» Text block
Houndstooth is also the place I learned to make good iced coffee. I had written off iced coffee a few decades ago, based on the bitter, weak stuff my dad used to drink out on the porch on summer afternoons. All through my coffee-loving years, all good coffee has been hot, even if all hot coffee has not been good.
Until now.
About 12 of us filed into Houndstooth's swanky new digs in the Frost Bank Building right after they closed for the afternoon. Daniel Read, the manager of coffee education (really, they have a manager of coffee education), walked us through some solid basics. Before we start with the process, though, some basic things you need, and one of thing that you don't maybe need exactly, but will make your life much better if you have it.
Things you need:
- Coffee Maker. We used Clevers in the class, at home I use Chemex or Hario pour-overs. French Press also good. All inexpensive.
- Good Coffee. My all time and forever favorite is Cuvee, a roaster just outside of Austin.
- A kitchen scale. My favorite is from OXO, and it's less than $30.
- A grinder. My favorite is from Baratza - the Encore. Basic, as far as grinders though, and while it's not exactly cheap (about $130), you make it up pretty quick once you stop buying anything starting with the words "iced venti...". Fresh ground coffee is massively better than not-fresh-ground coffee. Massively.
.06 units of coffee for 1 unit of water. A cup of coffee is about 300 grams of water - multiply by .06, and it comes out to 18 grams of coffee. No more messing around with tablespoons, no more guessing. Just .06.
What does this have to do with iced coffee, you may ask?
Turns out, you make iced coffee just the same way you make hot coffee, only substituting 100 grams of ice cubes for 100 grams of the water. Easy.
Here's how we made it in class, and how I now make it at home:
- Heat the water. I use an electric kettle. You want water that's in the high 190s, temperature-wise. Easiest way to get there - boil the water, take it off the heat, wait 30 seconds.

» Source excerpt
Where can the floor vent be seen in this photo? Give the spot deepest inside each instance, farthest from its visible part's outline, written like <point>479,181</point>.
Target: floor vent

» Written task A
Translate this sentence from the iced coffee text into Spanish: "Fresh ground coffee is massively better than not-fresh-ground coffee."
» Written task B
Quote the iced coffee text from "- Good Coffee." to "guessing. Just .06.".

» Worked solution A
El café recién molido es muchísimo mejor que el café que no está recién molido.

» Worked solution B
- Good Coffee. My all time and forever favorite is Cuvee, a roaster just outside of Austin.
- A kitchen scale. My favorite is from OXO, and it's less than $30.
- A grinder. My favorite is from Baratza - the Encore. Basic, as far as grinders though, and while it's not exactly cheap (about $130), you make it up pretty quick once you stop buying anything starting with the words "iced venti...". Fresh ground coffee is massively better than not-fresh-ground coffee. Massively.
.06 units of coffee for 1 unit of water. A cup of coffee is about 300 grams of water - multiply by .06, and it comes out to 18 grams of coffee. No more messing around with tablespoons, no more guessing. Just .06.